Do this: Reproduce verbatim the data from the line containing "Examine the photograph above and mark every utility" through the end of the data, including both the first and last lines.

Records from a data collection:
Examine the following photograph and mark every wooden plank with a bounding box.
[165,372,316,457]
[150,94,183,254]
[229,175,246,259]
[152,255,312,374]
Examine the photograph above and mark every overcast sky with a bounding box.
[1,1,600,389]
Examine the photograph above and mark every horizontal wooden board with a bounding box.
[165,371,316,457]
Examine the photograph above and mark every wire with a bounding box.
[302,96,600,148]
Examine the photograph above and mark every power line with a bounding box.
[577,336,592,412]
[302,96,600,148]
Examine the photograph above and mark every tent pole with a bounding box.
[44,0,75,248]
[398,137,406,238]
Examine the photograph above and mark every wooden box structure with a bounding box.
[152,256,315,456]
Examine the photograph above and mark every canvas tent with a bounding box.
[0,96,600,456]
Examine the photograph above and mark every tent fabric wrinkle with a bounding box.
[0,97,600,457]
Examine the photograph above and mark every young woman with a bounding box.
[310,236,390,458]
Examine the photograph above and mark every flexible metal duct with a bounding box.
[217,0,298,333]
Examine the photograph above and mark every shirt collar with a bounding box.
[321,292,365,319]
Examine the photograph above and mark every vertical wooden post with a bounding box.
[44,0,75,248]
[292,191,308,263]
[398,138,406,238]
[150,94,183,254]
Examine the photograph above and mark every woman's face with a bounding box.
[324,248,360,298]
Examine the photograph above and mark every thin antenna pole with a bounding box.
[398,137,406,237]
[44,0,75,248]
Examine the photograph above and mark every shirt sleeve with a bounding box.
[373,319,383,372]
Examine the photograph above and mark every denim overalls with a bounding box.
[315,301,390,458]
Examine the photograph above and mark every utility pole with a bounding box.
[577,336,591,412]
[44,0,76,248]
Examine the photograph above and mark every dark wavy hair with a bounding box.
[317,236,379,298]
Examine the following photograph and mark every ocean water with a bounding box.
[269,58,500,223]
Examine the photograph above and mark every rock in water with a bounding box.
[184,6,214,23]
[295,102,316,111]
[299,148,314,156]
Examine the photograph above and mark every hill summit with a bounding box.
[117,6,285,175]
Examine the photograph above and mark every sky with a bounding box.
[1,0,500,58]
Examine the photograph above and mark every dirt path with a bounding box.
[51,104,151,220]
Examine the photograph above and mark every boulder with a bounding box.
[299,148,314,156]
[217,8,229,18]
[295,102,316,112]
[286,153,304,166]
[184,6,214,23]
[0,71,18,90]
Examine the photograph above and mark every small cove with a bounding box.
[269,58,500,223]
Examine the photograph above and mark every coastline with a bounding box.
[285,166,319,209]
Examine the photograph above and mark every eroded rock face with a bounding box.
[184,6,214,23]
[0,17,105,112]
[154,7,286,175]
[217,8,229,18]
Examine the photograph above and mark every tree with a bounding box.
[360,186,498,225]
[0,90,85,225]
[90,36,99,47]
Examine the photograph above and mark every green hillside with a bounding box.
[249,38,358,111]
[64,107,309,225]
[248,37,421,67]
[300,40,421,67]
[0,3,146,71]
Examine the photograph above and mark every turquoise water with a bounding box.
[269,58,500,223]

Result of this exercise:
Examine the photograph above and mark every utility pole with a bounding box.
[577,336,591,412]
[44,0,76,248]
Examine the photograph above and mark every dark wavy hair with a bounding box.
[317,236,379,298]
Examine the following photograph and mark every ocean water with a bounding box.
[269,58,500,223]
Examine the photograph above and mark every rock in water with a bounding box.
[184,6,214,23]
[295,102,316,111]
[299,148,314,156]
Examine the photograph above and mark every hill summit with a bounding box.
[117,6,285,175]
Examine the photograph above and mark every sky with a bounding box.
[1,0,500,58]
Examine the photograph above and mark every dirt path with a bounding box.
[51,104,151,220]
Examine the photograph above and mark every boulder with a bounding box.
[299,148,314,156]
[217,8,229,18]
[295,102,316,112]
[286,153,304,166]
[184,6,214,23]
[0,71,18,90]
Examine the photograph above and mark every small cove with a bounding box.
[269,58,500,223]
Examine the photograph above and mark every coastline with a bounding box.
[285,166,319,209]
Examine the photograph above and mark every eroded rock face with a bounding box.
[184,6,214,23]
[0,17,105,112]
[154,7,286,175]
[217,8,229,18]
Examine the photograph above and mark every tree with a bounding box.
[360,186,498,225]
[0,90,85,225]
[90,36,99,47]
Examine the photograph above and mark every green hillside with a bounding box.
[249,38,358,111]
[64,107,309,225]
[248,37,421,67]
[300,40,421,67]
[0,3,146,71]
Examine the photograph above and mark every turquoise water with a bounding box.
[269,58,500,223]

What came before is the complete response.